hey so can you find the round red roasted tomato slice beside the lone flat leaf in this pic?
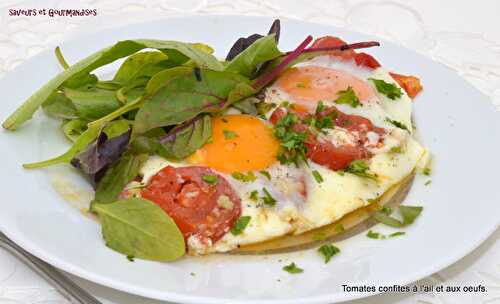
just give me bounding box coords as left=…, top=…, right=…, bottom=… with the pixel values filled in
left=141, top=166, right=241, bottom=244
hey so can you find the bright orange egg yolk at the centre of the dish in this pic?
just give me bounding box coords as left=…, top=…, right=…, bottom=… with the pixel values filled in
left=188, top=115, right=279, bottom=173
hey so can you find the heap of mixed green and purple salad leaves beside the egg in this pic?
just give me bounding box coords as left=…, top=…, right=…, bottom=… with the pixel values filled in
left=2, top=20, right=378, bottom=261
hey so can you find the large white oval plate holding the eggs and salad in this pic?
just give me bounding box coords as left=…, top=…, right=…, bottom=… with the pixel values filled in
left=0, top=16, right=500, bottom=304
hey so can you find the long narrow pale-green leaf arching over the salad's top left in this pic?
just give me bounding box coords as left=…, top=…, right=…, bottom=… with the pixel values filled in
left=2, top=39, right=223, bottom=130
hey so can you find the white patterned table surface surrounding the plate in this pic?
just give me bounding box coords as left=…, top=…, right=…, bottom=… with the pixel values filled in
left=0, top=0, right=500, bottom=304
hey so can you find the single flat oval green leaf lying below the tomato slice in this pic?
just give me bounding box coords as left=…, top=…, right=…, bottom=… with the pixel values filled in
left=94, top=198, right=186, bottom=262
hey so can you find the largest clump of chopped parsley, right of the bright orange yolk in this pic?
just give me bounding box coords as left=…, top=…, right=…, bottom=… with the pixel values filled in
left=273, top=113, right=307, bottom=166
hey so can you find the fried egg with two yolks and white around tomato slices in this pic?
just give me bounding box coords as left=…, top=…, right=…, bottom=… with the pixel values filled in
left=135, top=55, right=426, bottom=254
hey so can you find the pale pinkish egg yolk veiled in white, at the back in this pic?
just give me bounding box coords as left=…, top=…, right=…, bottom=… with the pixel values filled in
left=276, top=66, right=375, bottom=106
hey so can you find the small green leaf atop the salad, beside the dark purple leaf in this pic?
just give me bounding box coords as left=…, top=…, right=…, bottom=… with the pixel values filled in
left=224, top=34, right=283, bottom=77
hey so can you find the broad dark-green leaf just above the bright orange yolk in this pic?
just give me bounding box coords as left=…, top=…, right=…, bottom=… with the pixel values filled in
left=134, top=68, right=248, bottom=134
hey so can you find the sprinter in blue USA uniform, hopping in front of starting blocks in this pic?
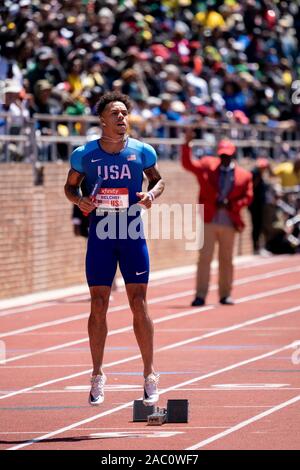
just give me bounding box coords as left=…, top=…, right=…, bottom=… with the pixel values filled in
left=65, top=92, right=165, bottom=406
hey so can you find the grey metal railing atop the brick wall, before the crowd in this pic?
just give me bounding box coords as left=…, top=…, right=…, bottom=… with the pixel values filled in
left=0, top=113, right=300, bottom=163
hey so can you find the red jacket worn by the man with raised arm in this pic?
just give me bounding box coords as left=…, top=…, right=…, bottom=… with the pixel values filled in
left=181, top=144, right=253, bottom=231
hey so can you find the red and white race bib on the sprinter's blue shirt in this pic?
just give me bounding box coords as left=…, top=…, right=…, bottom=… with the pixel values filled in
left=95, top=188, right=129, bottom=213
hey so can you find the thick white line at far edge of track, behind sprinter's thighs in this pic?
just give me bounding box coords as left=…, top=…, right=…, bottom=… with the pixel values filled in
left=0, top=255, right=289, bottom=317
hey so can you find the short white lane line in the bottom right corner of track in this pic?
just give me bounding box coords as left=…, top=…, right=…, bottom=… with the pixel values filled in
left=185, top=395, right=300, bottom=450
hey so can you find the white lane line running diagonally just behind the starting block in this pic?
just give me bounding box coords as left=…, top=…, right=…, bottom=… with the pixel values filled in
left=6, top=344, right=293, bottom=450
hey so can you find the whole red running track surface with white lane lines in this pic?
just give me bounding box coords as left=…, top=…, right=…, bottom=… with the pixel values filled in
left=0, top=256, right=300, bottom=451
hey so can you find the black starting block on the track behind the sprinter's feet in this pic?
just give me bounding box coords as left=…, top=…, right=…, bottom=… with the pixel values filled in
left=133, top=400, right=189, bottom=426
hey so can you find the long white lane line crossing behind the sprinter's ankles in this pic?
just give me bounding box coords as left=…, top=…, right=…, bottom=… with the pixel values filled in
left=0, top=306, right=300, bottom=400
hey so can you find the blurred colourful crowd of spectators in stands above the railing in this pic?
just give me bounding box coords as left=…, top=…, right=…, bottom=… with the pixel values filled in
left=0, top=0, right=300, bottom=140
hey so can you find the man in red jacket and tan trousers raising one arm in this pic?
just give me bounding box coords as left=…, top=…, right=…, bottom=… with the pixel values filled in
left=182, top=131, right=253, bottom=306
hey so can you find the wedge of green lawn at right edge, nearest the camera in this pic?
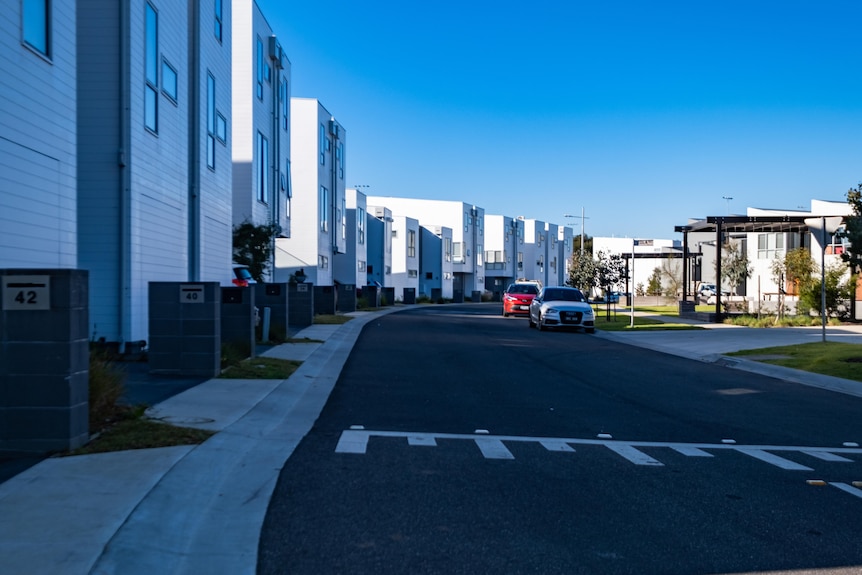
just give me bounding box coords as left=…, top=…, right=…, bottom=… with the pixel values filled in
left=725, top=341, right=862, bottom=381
****************
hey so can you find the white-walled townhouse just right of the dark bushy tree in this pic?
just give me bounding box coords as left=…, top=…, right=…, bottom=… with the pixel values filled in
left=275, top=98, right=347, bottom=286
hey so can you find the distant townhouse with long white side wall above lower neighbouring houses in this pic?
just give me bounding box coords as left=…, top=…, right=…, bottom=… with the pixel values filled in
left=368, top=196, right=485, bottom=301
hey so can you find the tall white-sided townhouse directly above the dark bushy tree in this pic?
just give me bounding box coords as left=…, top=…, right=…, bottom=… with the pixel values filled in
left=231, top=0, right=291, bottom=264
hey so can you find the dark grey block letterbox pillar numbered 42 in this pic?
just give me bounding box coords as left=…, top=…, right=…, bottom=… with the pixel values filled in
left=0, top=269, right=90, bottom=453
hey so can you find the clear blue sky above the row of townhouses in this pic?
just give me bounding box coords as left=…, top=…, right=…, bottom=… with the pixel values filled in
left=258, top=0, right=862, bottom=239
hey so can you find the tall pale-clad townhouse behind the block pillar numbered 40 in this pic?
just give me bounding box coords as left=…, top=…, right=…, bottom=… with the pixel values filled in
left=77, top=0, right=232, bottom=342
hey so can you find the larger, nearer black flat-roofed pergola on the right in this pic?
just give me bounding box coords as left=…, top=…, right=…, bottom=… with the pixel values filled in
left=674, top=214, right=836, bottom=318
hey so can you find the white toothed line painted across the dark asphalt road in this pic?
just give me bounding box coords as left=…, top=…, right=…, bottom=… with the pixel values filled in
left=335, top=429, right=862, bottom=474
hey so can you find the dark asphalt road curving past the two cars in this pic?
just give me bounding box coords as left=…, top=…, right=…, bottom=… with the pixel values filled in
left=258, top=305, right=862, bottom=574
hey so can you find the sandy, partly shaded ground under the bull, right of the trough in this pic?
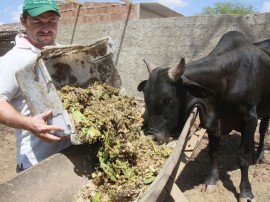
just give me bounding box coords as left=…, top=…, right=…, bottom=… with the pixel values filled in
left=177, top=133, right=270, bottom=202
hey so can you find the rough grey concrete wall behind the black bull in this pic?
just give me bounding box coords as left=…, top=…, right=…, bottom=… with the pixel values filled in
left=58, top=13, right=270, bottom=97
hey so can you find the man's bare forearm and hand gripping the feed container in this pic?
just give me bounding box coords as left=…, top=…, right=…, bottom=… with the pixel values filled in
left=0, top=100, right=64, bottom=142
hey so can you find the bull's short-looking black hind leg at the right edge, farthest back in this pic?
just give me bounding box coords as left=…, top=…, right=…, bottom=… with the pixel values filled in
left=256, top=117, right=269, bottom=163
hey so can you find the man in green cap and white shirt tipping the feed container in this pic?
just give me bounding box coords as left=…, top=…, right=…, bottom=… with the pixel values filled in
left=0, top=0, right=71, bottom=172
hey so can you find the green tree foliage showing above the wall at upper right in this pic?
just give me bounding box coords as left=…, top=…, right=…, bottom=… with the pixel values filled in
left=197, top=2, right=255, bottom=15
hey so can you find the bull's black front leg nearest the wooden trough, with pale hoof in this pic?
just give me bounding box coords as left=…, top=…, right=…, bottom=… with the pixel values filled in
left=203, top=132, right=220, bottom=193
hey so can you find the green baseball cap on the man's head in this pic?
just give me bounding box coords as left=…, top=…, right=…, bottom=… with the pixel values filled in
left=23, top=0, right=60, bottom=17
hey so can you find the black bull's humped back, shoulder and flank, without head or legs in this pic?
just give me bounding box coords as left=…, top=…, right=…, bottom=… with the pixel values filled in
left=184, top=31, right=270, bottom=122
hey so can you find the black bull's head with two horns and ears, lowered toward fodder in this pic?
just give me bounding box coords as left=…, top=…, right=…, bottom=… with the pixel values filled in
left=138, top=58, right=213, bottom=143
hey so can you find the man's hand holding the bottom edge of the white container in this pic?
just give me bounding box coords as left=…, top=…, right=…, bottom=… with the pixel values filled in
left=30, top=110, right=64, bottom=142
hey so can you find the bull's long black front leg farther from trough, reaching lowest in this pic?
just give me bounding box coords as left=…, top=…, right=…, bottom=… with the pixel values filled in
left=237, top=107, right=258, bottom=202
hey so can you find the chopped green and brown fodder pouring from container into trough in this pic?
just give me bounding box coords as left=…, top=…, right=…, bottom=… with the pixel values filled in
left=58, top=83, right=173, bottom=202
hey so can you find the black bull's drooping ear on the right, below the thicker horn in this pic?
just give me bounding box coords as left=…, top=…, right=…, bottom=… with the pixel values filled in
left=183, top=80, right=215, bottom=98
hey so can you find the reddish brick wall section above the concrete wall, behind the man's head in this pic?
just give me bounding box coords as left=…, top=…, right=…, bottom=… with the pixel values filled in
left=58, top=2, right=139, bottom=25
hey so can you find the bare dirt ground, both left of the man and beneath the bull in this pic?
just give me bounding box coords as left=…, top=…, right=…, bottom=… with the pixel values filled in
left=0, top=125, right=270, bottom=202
****************
* [REQUIRED WORK] Output exactly the lines above, from the line with "hey so can you find the larger, nearer" to the line with "hey so can you find the bull's black", both included; skip the pictures.

* [TASK ANSWER]
hey so can you find the larger, nearer black flat-roofed pergola on the right in this pic?
just give me bounding box coords as left=…, top=…, right=…, bottom=… with the pixel values filled in
left=674, top=214, right=836, bottom=318
hey so can you find the white toothed line painted across the dark asphalt road in this pic?
just give me bounding box coords as left=…, top=…, right=…, bottom=… with the pixel values filled in
left=335, top=429, right=862, bottom=474
hey so can you find the dark asphalt road curving past the two cars in this pic?
just give me bounding box coords as left=…, top=…, right=…, bottom=… with the pixel values filled in
left=258, top=305, right=862, bottom=574
hey so can you find the sandy, partly shaded ground under the bull, right of the trough in this pic?
just give me bounding box coords as left=…, top=…, right=…, bottom=… with the pixel values filled in
left=177, top=133, right=270, bottom=202
hey so can you find the rough grey concrete wall behind the black bull in this pic?
just give me bounding box coords as left=…, top=…, right=…, bottom=… with the pixel values filled in
left=58, top=13, right=270, bottom=97
hey so can you find the man's bare forearm and hand gripping the feed container in this pic?
just give me bounding box coords as left=…, top=…, right=…, bottom=… with the pixel values filled in
left=0, top=100, right=64, bottom=142
hey so can you find the bull's short-looking black hind leg at the right edge, farthest back in this pic?
just give me bounding box coords as left=…, top=…, right=…, bottom=… with the pixel values filled in
left=256, top=117, right=269, bottom=163
hey so can you find the man in green cap and white shirt tipping the feed container in this pic?
just give me bounding box coords as left=…, top=…, right=…, bottom=… with the pixel values filled in
left=0, top=0, right=71, bottom=172
hey so can you find the green tree foliage showing above the wall at upper right in this pic?
just give me bounding box coords as left=…, top=…, right=…, bottom=… with the pixel values filled in
left=197, top=2, right=255, bottom=15
hey so can you find the bull's black front leg nearest the wooden trough, with pale hoof in this pic?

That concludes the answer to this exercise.